------ DATASET RECORDS ------

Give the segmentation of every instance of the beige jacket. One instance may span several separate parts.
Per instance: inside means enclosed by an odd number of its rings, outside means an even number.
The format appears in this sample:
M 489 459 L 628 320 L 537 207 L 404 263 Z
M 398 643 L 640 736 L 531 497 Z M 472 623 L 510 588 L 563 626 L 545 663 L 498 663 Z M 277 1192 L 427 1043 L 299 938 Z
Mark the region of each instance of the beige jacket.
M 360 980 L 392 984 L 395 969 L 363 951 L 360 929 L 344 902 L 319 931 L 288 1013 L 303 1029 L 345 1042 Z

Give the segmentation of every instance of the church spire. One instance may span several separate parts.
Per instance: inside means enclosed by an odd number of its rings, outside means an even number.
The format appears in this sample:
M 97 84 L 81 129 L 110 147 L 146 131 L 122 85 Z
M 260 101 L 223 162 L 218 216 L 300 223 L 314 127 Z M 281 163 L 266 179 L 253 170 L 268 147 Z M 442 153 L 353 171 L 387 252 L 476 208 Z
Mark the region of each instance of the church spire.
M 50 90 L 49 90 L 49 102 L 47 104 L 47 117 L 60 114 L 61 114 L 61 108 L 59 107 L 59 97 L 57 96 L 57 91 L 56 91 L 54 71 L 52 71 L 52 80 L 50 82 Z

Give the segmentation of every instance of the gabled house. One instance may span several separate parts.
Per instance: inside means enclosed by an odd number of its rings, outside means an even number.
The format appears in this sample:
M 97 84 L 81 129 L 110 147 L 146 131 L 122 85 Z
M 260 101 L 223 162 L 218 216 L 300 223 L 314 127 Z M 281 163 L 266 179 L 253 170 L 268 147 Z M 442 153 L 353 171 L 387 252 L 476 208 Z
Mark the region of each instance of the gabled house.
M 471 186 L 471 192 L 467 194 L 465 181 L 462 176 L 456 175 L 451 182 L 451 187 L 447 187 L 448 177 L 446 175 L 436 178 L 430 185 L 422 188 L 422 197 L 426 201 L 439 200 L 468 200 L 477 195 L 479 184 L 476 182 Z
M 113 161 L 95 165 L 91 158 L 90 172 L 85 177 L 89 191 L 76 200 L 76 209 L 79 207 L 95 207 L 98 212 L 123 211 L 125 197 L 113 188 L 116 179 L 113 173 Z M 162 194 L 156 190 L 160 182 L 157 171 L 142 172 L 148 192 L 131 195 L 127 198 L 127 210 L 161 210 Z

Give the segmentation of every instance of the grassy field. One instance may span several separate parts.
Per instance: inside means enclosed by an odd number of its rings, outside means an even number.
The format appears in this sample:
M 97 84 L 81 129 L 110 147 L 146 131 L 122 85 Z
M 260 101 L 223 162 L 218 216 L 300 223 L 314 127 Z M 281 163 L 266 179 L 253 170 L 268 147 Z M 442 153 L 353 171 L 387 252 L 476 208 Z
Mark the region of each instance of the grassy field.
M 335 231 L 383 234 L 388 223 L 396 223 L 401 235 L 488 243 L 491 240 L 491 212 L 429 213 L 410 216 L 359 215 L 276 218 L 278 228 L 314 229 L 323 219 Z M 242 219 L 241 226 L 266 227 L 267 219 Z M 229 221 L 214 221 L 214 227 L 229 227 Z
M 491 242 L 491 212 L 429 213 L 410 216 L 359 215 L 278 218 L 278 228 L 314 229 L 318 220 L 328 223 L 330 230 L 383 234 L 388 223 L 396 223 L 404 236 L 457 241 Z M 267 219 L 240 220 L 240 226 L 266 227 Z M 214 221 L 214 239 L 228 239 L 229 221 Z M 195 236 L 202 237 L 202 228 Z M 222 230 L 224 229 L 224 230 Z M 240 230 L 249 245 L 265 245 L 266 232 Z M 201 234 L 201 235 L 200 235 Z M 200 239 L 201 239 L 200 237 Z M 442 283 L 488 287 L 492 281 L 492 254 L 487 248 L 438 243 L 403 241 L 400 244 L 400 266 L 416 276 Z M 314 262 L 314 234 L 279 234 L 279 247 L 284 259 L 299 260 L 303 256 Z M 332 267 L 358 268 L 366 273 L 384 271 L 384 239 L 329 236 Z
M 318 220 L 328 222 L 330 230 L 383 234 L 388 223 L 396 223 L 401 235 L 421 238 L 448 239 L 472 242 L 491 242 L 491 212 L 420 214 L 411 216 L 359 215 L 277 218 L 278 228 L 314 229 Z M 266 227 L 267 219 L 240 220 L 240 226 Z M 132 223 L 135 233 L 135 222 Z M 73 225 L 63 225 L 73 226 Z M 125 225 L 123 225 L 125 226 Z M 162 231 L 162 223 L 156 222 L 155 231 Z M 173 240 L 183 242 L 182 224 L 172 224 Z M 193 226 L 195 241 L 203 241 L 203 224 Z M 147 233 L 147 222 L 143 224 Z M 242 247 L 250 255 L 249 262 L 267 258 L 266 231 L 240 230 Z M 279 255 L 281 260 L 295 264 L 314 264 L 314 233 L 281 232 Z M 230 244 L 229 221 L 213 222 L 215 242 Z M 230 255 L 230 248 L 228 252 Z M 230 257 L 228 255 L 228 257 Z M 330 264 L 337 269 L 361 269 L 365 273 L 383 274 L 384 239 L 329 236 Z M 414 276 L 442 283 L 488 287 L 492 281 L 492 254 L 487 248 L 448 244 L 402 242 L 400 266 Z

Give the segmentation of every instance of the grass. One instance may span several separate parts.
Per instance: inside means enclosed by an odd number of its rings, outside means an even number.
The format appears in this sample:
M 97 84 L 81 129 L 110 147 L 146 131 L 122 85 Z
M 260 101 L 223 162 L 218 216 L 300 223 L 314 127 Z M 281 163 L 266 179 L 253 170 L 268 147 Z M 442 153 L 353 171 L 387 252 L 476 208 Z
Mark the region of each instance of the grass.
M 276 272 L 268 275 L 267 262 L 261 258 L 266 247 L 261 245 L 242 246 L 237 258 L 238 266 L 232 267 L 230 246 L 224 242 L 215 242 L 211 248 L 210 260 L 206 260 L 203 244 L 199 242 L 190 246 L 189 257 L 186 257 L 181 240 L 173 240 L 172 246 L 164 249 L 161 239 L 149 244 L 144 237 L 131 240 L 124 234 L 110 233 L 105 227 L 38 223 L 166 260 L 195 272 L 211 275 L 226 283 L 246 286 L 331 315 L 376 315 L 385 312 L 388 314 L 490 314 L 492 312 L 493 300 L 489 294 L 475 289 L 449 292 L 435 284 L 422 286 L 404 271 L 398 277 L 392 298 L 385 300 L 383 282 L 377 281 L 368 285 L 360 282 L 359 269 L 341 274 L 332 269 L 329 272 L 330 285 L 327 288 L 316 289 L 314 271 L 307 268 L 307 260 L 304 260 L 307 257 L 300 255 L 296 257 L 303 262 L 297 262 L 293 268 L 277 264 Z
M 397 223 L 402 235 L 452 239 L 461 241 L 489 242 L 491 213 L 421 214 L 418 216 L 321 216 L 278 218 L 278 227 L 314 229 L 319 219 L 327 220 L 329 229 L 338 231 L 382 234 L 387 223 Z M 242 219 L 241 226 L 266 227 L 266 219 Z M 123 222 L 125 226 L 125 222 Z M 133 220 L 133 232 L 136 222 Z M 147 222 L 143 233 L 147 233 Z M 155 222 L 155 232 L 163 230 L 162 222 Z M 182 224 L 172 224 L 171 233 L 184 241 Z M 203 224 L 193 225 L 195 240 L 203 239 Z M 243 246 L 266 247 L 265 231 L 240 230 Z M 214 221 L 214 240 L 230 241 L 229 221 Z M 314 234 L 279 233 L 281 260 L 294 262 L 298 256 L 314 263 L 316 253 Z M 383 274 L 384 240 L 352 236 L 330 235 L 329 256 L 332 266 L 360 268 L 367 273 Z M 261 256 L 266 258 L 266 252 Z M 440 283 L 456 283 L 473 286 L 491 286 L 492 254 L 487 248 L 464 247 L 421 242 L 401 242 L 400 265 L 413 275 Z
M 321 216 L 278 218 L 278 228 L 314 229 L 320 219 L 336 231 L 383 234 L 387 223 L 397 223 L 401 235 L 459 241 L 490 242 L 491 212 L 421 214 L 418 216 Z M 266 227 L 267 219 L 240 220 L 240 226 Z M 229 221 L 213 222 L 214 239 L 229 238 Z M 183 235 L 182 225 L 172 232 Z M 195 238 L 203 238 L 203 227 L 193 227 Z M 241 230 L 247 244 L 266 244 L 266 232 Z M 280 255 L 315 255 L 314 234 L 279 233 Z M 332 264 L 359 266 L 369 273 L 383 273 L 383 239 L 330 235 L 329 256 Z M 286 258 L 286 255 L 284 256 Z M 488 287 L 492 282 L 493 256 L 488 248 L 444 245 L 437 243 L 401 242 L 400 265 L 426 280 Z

------

## PROBLEM TO SOLVE
Rewrite the lines from the start of the items through the line containing "M 360 980 L", inclusive, as a Markdown table with the columns No. and Text, leaving out any blank lines.

## ANSWER TO THE PROBLEM
| No. | Text |
|---|---|
| 1 | Give the segmentation of every instance of the beige jacket. One instance may span several separate parts. |
| 2 | Per instance: inside means enclosed by an odd number of its rings, outside means an even number. |
| 3 | The format appears in this sample: |
| 4 | M 489 459 L 628 320 L 537 207 L 404 263 Z |
| 5 | M 398 643 L 640 736 L 531 497 Z M 472 623 L 510 588 L 563 626 L 545 663 L 498 663 Z M 277 1192 L 427 1043 L 299 938 Z |
| 6 | Mark the region of each instance of the beige jacket. |
| 7 | M 360 980 L 392 984 L 395 969 L 363 951 L 360 929 L 344 902 L 319 931 L 288 1013 L 303 1029 L 345 1042 Z |